Below are some things many Chinese people assume before coming to work in Japan:
- There is no age limit for working in Japan, and work is relatively easier.
- Japan has many holidays: weekends, national holidays, summer holidays, annual leave, and strong labor-law protections.
- Salary, bonuses, social insurance, and benefits are all good.
Yes, all of the above are true, but not everyone can enjoy those benefits. Here are my observations:
- First, age. For foreigners coming to work in Japan, the older you are, the harder it is to find suitable work. In the IT industry where I work, many projects set requirements such as up to age 35 or up to age 45. Yes, there are many older programmers still working, but you first need to understand their status and background.
- Relatively easy work is also hard to obtain. If you want work to be easier, you generally need to be at least a small team leader, do higher-level work, or speak Japanese very fluently. Do not assume that having an N1 certificate means your Japanese is excellent. If you only have the certificate, work can still be difficult.
- As for holidays, if you are dispatched and not especially outstanding, simply avoiding bench time for a full year may already be good. How many people in that position can really fight for all those holidays? Without a visa, those things become clouds.
- When looking at other people’s income, do not focus on monthly salary. Look at annual income and bonuses. Some companies may pay 600,000 to 700,000 yen per month when there is work, but only a little over 100,000 yen when there is no work. In that case, do you still believe the monthly salary is 600,000 to 700,000 yen?
Japan’s Strengths
Japan has many strengths. Here are some of my personal impressions:
- Japan is genuinely good to children. The government provides subsidies until adulthood. If parents pay social insurance, children’s medical costs can be fully covered. Public elementary schools combine learning and play, provide free lunch and milk in some places, have few exams and little homework, and make family life much less stressful. Parents do not need to pick up and drop off children, worry about after-school care, join endless parent-school chat groups, or be forced into homework tutoring, signatures, videos, check-ins, reply chains, involuntary volunteering, or product promotions. There is the PTA, but not the badly distorted parent committees common in some places.

───

§ Task 1:
According to the page excerpt on working in Japan, what age limits do many IT projects set?
§ Task 2:
List every kind of holiday that the page excerpt on working in Japan names in the first part of its list of assumptions.
§ Task 3:
Write the next part of the page excerpt on working in Japan, starting after its last sentence.

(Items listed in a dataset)
───

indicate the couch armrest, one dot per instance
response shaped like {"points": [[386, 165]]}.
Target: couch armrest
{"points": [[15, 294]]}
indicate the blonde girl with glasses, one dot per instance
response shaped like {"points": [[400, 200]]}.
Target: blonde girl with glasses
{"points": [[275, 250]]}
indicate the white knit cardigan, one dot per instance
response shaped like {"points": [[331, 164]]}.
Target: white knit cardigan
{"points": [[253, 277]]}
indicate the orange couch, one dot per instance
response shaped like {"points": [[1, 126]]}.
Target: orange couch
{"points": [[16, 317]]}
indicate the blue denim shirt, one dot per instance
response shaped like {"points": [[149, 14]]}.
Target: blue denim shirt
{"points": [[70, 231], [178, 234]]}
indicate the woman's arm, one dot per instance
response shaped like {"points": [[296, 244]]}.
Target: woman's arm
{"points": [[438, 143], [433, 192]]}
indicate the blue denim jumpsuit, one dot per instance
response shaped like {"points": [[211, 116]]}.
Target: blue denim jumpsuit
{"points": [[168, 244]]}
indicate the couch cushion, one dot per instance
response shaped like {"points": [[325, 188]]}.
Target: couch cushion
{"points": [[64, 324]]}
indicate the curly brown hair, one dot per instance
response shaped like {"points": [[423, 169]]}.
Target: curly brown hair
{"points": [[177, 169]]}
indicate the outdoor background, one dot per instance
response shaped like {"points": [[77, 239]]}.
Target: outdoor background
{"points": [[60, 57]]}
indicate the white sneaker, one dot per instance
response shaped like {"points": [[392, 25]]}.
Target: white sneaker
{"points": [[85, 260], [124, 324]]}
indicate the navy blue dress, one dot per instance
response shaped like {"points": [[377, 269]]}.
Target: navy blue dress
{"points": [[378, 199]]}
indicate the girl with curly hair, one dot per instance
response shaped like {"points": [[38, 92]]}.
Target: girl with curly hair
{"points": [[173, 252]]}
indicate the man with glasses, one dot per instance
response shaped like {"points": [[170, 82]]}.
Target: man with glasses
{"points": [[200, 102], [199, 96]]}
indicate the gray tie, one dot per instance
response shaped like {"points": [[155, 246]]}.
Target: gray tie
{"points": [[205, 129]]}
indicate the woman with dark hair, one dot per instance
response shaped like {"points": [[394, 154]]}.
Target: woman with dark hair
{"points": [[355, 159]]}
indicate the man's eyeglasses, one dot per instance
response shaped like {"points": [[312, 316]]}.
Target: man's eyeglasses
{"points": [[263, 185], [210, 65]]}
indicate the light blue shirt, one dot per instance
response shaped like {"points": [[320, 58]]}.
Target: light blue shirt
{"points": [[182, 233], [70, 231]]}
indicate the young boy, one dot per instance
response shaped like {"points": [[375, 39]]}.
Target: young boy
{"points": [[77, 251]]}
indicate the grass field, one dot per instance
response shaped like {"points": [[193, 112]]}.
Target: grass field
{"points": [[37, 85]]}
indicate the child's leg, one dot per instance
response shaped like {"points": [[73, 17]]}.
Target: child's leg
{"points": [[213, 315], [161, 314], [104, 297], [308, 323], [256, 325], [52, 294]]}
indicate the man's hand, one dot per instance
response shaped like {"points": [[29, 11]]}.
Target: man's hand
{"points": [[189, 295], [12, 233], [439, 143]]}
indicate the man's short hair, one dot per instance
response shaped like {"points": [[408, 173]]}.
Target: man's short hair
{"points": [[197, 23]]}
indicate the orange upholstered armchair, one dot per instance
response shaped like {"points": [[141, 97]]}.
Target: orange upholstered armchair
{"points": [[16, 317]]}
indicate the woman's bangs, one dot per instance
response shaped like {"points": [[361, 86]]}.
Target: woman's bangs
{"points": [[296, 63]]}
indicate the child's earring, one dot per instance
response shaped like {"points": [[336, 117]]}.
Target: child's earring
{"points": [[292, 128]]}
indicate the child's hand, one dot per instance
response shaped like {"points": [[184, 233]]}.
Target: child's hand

───

§ Task response 1:
Many IT projects set limits of up to age 35 or up to age 45.

§ Task response 2:
Weekends, national holidays, summer holidays, annual leave

§ Task response 3:
- Japan’s public order is well known worldwide. When taking transport, handling administrative matters, or shopping, you generally do not worry about people cutting in line. It is rare to see people making loud noise in public, and people rarely make phone calls on trains and subways.
- There are no street cleaners everywhere, roadside trash cans are uncommon, and greenery maintenance may be counted by the year, yet the overall environment is very clean and orderly.
- Administrative services and consumer services are very friendly. For us, face-to-face administrative service is especially impressive.
Overall, based on what I know, if I compare Japan only with my hometown, the first point alone would make me choose Japan. The other points are not as strong an attraction. Although administrative work back home can involve buck-passing or bad attitudes, most situations in our area are already acceptable. Also, many services can now be handled online or through machines, which makes the difference feel less obvious.
Many young people coming to Japan today do not feel Japanese administrative services are that good. I think there is a reason: if they do not handle things face to face and choose other channels instead, Japan’s software systems are indeed frustrating. If they judge only by efficiency, they may feel some Chinese cities do better.
As for work, protections are indeed much better for blue-collar workers. But for people coming to do white-collar work, many may not feel much difference, and some may even feel income is worse than in China.